:: Testo fornito ::
━━━━━━

HVSR Digest #12

HVSR Digest #12

Riccardo Sinigallia, gli Any Other, gli HEALTH con Soccer Mommy, Tess Parks con Anton Newcombe e pure Ron Gallo: cinque pezzi buoni per ripartire dopo l'estate.

3 Ottobre 2018

Riccardo Sinigallia

Ciao cuore

Senza impegno e senza preavviso

Riccardo Sinigallia, visto da fuori, è sempre sembrato uno colto da una strana maledizione, una piccola, frustrante legge di Murphy allo specchio che ha finito per fargli seminare tanto per veder raccogliere, in termini di notorietà spicciola (che sia stata troppa generosità, sfiga senza confini o semplicemente una botta di vento non fa tutta questa differenza), quasi esclusivamente i suoi vicini, il campo dei quali — si sa — è sempre più verde.

Riccardo Sinigallia è infatti colui che ha contribuito a rendere ciò che sono gente come Niccolò Fabi e Max Gazzé, quello che ha raccolto da un fosso Luca Carboni, che ha regalato ritornelli epici a Frankie HI-NRG, fatto toccare ai Tiromancino vette di notorietà mai più nemmeno sfiorate e (giusto per rimanere in tempi recenti) portato Francesco Motta fuori da Pisa, dai Criminal Jokers e soprattutto dai vent'anni.

Insomma, una carriera di produttore di successo che ha fatto quasi dimenticare a molti che il cantautore romano è, innanzitutto, appunto un cantautore. Il problema è che, per un certo periodo, se ne era dimenticato pure lui: dopo tre album per niente banali, con una famiglia, due bambini e una certa indifferenza generale nei confronti delle sue composizioni, la possibilità di credere nella sua attività personale iniziava a scomparire all'orizzonte. Poi è andata che lo hanno chiamato a Sanremo e da lì si è innescato, nonostante la squalifica, una specie di circolo virtuoso (il passaggio alla Sugar, l'incontro con Caterina Caselli e tutta una serie di nuovi stimoli e gratificazioni).

La vita è strana: per dire, mai avremmo scommesso di dover dire grazie a Fabio Fazio.

━━━━━━

:: Estratti dei dati ::
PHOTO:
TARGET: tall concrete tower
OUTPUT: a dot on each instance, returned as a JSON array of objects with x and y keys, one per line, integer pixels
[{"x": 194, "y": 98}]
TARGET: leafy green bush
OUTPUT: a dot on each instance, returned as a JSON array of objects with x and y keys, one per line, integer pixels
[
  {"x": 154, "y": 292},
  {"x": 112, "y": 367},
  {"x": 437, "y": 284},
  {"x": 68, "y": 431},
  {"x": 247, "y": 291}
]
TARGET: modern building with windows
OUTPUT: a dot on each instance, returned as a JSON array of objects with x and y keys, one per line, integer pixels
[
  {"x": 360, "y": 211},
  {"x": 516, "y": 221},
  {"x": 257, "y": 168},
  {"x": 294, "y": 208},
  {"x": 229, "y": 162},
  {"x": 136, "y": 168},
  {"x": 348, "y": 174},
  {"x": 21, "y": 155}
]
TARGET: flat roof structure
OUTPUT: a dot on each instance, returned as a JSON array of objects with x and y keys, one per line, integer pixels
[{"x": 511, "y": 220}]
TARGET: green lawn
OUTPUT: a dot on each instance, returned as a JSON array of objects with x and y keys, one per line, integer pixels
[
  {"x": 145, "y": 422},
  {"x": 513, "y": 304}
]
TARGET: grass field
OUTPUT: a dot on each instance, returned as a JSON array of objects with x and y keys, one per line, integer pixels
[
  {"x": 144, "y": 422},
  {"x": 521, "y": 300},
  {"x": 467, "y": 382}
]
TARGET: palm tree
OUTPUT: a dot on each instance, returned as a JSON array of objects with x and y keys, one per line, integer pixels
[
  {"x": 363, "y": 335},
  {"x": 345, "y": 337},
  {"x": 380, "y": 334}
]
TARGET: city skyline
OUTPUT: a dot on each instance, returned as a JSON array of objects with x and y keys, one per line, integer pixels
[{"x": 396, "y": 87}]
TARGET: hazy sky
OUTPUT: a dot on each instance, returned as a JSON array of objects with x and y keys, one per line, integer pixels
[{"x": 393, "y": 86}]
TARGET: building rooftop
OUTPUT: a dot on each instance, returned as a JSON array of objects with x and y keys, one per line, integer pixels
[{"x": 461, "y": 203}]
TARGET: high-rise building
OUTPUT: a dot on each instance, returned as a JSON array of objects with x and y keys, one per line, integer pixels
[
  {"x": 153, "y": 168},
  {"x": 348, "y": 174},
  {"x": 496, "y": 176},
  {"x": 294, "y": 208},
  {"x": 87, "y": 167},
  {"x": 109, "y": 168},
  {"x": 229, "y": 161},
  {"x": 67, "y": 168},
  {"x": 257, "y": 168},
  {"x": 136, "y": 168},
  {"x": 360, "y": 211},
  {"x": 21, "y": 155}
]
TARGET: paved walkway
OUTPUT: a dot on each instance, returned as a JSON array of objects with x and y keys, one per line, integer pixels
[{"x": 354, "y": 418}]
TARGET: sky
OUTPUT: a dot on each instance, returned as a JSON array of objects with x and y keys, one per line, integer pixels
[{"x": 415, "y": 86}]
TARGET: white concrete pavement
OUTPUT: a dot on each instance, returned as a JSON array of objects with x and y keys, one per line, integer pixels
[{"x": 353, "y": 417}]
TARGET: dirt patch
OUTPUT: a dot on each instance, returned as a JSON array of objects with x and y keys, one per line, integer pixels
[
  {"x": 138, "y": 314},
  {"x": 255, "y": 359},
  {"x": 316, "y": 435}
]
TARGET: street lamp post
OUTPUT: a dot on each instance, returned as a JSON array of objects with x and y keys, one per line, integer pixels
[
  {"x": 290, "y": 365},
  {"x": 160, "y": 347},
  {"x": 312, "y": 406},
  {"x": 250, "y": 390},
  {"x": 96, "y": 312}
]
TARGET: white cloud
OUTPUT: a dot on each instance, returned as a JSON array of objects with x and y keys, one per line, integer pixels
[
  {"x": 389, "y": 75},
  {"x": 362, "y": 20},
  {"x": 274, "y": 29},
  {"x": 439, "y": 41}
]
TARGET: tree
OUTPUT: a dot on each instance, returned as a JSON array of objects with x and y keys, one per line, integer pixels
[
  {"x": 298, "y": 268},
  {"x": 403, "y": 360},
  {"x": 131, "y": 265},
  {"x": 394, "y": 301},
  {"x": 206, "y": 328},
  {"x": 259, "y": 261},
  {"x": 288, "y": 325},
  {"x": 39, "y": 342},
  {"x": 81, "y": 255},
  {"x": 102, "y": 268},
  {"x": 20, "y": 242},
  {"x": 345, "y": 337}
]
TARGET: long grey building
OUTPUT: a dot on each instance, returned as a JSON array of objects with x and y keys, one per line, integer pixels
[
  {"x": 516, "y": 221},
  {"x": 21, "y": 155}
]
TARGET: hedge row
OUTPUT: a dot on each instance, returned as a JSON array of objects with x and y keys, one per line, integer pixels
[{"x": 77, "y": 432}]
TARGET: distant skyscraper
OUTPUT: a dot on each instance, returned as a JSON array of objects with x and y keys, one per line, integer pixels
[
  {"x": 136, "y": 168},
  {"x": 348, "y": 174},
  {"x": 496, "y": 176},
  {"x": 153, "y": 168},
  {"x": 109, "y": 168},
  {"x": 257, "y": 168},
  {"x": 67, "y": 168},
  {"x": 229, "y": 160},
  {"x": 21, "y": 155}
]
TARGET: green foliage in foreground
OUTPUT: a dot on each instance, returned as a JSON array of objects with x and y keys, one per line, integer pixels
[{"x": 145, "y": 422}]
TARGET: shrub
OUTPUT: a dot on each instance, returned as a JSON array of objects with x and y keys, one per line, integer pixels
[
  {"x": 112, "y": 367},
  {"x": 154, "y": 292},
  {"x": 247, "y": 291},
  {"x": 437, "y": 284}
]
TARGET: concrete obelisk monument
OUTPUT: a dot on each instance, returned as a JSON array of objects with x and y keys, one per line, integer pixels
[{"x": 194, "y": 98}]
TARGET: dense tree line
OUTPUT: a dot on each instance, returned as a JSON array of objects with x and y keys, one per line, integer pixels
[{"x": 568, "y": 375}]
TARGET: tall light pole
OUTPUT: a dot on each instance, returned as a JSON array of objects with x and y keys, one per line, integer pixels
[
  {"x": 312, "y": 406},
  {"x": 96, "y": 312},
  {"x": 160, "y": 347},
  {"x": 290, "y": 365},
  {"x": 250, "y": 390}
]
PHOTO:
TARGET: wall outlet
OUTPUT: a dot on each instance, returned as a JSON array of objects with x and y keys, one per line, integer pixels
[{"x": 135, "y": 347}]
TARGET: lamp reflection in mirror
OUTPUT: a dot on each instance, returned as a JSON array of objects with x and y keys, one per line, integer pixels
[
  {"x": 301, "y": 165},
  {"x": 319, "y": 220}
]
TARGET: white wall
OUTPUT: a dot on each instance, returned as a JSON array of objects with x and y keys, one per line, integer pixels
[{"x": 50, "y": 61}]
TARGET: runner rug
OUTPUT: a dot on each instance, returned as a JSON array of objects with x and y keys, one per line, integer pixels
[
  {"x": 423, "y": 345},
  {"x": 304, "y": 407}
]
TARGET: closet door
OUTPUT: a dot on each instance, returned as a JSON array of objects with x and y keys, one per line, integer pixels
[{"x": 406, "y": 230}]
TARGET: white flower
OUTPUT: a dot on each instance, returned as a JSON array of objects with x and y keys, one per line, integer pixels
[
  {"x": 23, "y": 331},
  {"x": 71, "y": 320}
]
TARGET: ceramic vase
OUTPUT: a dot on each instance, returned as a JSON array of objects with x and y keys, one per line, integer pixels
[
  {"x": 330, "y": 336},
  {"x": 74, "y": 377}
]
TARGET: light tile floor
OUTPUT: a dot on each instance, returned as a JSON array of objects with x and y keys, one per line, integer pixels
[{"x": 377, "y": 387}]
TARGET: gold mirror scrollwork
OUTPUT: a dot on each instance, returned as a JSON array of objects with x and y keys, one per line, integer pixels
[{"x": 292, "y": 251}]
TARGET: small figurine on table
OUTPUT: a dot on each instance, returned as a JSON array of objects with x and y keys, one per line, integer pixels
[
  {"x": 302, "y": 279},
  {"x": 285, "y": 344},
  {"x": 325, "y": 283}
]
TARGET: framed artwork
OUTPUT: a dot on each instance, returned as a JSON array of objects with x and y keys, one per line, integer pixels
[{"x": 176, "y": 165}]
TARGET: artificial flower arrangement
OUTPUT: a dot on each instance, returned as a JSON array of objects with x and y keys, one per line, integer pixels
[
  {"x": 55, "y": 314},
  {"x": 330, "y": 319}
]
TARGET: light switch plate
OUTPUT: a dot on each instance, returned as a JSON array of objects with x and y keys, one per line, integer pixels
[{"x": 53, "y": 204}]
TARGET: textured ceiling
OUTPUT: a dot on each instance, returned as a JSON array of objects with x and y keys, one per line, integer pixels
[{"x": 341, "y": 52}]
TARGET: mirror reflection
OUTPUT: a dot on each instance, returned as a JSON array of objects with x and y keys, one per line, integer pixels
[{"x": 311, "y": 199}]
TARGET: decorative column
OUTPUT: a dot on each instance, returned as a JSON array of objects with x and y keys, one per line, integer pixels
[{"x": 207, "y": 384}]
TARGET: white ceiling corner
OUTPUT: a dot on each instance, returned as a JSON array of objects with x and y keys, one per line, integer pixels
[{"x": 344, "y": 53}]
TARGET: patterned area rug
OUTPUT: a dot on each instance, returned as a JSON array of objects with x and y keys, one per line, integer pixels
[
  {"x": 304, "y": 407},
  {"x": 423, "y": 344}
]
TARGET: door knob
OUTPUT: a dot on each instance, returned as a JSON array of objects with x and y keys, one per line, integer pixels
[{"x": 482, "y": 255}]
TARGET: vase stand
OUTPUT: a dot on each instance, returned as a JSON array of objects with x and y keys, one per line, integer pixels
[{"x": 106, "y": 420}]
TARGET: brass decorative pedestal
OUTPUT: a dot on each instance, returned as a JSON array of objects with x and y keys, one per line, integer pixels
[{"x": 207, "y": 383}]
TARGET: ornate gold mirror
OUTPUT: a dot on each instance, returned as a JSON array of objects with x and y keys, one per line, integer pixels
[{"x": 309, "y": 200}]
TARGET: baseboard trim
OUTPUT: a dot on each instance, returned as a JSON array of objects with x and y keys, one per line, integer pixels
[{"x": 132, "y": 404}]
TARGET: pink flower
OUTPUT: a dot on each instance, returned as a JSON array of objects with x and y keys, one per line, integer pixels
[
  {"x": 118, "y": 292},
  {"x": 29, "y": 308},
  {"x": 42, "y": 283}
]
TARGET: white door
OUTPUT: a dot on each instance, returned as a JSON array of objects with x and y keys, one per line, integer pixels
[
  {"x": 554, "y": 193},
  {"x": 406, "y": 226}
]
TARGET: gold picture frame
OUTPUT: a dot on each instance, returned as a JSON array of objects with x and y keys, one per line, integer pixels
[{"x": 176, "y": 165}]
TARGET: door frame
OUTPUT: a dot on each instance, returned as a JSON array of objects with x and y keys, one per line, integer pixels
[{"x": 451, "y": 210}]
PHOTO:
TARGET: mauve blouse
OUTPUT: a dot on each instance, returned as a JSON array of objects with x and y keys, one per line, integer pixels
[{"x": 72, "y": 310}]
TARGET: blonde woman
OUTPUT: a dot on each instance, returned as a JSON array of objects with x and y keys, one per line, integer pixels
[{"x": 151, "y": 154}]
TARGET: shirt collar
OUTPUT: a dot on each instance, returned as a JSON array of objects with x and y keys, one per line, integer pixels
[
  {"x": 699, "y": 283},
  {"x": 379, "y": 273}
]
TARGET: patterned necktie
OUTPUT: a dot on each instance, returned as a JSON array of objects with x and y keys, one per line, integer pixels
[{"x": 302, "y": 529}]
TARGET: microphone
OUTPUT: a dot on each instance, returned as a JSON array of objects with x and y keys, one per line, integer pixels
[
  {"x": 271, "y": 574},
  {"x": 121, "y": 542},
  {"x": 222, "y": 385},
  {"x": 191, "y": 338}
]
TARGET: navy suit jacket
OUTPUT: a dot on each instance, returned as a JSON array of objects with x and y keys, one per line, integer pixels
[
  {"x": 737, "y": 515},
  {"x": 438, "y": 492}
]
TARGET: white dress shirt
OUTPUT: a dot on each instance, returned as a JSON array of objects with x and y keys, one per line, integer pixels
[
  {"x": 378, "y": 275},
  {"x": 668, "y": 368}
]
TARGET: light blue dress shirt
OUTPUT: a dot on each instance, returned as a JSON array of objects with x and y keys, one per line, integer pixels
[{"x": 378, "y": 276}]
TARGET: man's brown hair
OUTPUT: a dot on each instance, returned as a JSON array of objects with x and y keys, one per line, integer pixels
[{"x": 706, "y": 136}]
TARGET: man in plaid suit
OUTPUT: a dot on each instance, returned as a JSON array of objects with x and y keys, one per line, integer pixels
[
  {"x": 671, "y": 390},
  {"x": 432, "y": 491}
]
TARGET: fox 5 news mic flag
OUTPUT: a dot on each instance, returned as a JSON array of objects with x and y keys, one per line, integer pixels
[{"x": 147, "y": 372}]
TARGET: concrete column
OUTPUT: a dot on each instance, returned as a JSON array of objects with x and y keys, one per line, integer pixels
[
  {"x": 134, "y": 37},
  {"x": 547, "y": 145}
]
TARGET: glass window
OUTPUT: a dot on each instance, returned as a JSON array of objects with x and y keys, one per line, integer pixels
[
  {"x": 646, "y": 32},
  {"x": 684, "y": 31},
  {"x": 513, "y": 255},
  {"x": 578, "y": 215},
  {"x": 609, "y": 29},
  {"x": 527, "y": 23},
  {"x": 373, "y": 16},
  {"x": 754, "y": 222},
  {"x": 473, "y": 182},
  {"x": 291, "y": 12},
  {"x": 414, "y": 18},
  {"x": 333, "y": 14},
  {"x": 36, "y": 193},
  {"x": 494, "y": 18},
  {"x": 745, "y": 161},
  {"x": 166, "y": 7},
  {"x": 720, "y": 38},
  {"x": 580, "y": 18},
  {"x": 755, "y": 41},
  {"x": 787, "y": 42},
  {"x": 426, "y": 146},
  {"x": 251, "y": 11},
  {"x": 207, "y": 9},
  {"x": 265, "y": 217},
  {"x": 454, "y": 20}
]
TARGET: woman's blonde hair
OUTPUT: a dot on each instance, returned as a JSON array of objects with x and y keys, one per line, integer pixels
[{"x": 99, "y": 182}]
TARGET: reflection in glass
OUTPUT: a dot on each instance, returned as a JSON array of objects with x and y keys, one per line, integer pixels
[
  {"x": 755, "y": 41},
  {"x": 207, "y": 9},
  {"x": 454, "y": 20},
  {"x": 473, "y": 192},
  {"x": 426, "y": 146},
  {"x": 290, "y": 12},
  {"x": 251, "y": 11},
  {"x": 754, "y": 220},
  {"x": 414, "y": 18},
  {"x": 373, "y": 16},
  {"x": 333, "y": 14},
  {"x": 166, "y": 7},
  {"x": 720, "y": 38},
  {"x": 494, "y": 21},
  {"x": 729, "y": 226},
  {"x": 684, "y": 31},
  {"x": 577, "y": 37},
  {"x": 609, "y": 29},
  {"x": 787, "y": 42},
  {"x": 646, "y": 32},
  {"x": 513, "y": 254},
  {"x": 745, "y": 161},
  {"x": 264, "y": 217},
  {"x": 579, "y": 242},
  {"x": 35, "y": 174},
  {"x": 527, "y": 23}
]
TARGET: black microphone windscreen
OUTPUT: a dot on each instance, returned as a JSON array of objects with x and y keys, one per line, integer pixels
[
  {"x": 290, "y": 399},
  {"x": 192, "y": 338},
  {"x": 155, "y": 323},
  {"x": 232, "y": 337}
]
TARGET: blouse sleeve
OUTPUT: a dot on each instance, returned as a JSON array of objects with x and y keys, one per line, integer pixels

━━━━━━

:: Compiti scritti ::
(A) Dal testo su Riccardo Sinigallia, ricopia il passo che comincia con "3 Ottobre 2018" e termina con "sempre più verde.", sostituendo "legge di Murphy" con "legge del contrappasso".
(B) Nel testo su Riccardo Sinigallia, riassumi in forma più breve il paragrafo che inizia con "Insomma, una carriera di produttore", conservandone i fatti principali.
I dati sono materiale a parte e vanno tenuti distinti dal testo.

:: Esiti dei compiti ::
(A)
3 Ottobre 2018

Riccardo Sinigallia

Ciao cuore

Senza impegno e senza preavviso

Riccardo Sinigallia, visto da fuori, è sempre sembrato uno colto da una strana maledizione, una piccola, frustrante legge del contrappasso allo specchio che ha finito per fargli seminare tanto per veder raccogliere, in termini di notorietà spicciola (che sia stata troppa generosità, sfiga senza confini o semplicemente una botta di vento non fa tutta questa differenza), quasi esclusivamente i suoi vicini, il campo dei quali — si sa — è sempre più verde.

(B) Il successo come produttore ha fatto quasi dimenticare che Sinigallia è prima di tutto un cantautore, e per un periodo lo aveva dimenticato anche lui. Dopo tre album validi stava perdendo fiducia nella propria attività personale, tra una famiglia, due figli e l'indifferenza generale verso le sue canzoni. Poi è arrivata la chiamata a Sanremo che, nonostante la squalifica, ha avviato un circolo virtuoso: il passaggio alla Sugar, l'incontro con Caterina Caselli e una serie di nuovi stimoli e gratificazioni.